━━━ DATA SHOWN ━━━
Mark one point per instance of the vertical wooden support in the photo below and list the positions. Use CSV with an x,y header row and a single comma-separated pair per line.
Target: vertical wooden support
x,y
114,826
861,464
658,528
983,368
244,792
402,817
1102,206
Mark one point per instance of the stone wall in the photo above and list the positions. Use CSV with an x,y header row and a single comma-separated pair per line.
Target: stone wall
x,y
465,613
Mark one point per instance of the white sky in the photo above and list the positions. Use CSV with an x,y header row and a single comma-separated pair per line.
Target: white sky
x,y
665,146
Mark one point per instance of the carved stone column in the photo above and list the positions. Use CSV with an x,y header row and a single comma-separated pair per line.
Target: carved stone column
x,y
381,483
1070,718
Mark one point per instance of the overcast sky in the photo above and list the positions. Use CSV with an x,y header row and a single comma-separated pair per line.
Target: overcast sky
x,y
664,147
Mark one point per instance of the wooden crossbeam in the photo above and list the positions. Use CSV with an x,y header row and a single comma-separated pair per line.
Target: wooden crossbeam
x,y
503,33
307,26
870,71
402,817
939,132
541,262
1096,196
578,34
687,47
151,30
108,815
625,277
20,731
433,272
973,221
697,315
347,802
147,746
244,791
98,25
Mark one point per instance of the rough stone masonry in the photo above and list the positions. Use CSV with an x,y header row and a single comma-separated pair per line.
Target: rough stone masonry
━━━
PROBLEM TO SOLVE — Rewrite the lines above, from the one containing "Mark one point per instance of the rough" through the very last line, as a numbered list, leaving out any blank lines.

FINISHED ANSWER —
1. Mark one point per instance of the rough stone masonry in the photo above and list the positions. Use CSV with an x,y header row and a single comma-separated pair per line.
2. Target: rough stone masonry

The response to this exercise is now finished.